■ STATED GOAL A: Count the lines in the records that contain the word "seat", and reply with that number alone.

START SOURCE EXCERPT

On 03/19/2010 09:49 AM, Vladimir Prus wrote:
> Daniel James wrote:
>
>
>>
>> I'll reply to this properly later, I just want to say that we should
>> also take into account the difficultly we cause distributions. I was
>> surprised to see us mentioned alongside much more high profile
>> projects here:
>>
>> http://www.markshuttleworth.com/archives/290
>>
>> But I don't think it was a complement. We didn't pay much attention to
>> this post at the time, but probably should have:
>>
>> http://article.gmane.org/gmane.comp.lib.boost.devel/196669
>>
> There's
> no doubt Debian folks or any other packagers will not be happy about 90 libraries
> on a separate release schedule.
>

They deal with many, many more libraries for Perl, Python, Ruby, Java
and others. The major Linux distributions would not bat an eye at 90
libraries.

Here are the results from Fedora 12:

$ yum list "perl-*" | grep -E "noarch|x86_64" | wc -l
1481
$ yum list "python-*" | grep -E "noarch|x86_64" | wc -l
423

Most of those Perl modules likely come from CPAN. Apache alone likely
provides 90+ libraries for the Java platform.

END SOURCE EXCERPT
START TASK INPUTS

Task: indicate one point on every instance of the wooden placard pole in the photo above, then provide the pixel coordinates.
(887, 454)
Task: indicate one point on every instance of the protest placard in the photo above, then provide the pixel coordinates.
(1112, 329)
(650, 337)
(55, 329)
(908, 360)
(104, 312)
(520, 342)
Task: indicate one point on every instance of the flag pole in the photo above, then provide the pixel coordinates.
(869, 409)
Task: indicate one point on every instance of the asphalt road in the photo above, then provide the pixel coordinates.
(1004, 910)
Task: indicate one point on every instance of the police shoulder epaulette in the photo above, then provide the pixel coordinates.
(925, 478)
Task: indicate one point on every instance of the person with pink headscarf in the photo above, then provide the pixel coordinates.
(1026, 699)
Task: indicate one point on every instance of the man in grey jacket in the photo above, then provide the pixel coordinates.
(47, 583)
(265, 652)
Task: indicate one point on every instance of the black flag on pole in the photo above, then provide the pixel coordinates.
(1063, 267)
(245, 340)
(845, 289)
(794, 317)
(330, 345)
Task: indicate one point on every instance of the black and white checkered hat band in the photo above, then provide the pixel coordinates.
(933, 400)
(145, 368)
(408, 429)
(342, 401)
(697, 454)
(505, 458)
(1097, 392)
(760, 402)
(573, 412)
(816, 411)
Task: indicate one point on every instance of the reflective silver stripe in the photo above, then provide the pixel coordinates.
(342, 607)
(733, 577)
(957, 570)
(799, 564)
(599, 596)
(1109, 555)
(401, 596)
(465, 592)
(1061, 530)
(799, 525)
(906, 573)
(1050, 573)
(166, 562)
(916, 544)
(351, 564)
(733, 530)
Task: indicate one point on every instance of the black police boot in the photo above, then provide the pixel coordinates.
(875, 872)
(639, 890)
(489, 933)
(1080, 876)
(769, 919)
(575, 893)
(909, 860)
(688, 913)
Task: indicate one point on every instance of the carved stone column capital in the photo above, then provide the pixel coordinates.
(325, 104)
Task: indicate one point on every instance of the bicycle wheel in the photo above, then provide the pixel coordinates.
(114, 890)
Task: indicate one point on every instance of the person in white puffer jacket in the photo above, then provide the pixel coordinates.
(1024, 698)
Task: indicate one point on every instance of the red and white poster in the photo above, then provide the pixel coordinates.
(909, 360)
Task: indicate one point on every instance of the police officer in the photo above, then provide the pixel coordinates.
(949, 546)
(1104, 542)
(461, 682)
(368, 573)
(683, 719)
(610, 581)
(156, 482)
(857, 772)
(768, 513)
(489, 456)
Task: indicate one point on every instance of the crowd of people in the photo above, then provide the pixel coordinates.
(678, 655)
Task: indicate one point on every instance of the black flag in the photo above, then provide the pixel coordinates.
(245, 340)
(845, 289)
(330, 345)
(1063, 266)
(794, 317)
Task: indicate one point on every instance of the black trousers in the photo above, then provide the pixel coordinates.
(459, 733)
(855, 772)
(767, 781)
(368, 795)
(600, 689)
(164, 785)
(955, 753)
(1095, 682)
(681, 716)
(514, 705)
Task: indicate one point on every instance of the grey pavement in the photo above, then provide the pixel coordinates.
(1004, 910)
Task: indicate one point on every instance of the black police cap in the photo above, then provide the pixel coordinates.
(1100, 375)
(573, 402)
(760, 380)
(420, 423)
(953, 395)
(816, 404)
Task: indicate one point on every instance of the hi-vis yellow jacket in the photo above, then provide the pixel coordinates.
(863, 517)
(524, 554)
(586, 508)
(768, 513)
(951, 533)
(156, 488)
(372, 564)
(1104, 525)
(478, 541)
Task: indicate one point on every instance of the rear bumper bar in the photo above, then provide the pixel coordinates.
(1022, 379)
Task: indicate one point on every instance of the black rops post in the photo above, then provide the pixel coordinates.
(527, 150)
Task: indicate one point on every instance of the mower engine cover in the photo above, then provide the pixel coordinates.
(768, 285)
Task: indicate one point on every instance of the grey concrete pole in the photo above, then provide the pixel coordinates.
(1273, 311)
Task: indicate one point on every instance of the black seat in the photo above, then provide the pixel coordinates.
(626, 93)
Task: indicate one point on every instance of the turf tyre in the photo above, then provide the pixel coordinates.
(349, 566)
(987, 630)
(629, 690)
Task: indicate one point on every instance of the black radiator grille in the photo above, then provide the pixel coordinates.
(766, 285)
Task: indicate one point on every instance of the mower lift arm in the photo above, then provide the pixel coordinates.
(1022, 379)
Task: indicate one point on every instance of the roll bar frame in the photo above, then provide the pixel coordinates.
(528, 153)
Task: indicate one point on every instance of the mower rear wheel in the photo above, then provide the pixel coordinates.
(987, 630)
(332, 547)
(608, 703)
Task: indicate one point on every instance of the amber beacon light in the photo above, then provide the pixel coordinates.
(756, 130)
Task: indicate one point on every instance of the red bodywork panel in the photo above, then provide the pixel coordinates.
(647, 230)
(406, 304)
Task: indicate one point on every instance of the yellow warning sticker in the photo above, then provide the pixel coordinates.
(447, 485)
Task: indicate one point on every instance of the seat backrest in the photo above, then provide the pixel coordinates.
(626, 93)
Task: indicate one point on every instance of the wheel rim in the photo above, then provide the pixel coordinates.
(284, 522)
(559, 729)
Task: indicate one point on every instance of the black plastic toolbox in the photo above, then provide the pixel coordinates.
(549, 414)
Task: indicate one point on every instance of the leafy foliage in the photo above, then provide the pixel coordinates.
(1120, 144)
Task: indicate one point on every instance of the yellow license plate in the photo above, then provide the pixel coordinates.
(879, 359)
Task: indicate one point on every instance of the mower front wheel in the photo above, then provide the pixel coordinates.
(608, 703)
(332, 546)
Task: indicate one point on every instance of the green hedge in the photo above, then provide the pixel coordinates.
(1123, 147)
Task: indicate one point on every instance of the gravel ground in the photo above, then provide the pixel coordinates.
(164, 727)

END TASK INPUTS

■ STATED GOAL B: Continue the email about Boost libraries and Linux distributions, picking up right after its final sentence.

■ WRITTEN RESPONSE A: 2

■ WRITTEN RESPONSE B:
What the distributors (and users!) want from Boost is some indication of
what parts are stable, what parts are under active development, and what
are NSFW. My guess is that the distributors might package up 1/2 - 2/3
of Boost, depending on popularity, if they were available for individual
consumption.

Speaking of Apache, the Apache incubator process would be a great
process to adopt for Boost. It gives projects exposure, a chance for
major follow-on work to occur, feedback from users, and for interfaces
to settle down before being blessed as full projects. A similar process
for Boost might address some of the developer issues and some of the
user issues at the same time.

There is no way *Boost* could currently deal with 90 libraries on
separate release schedules given the inter-dependencies that exist
between the libraries.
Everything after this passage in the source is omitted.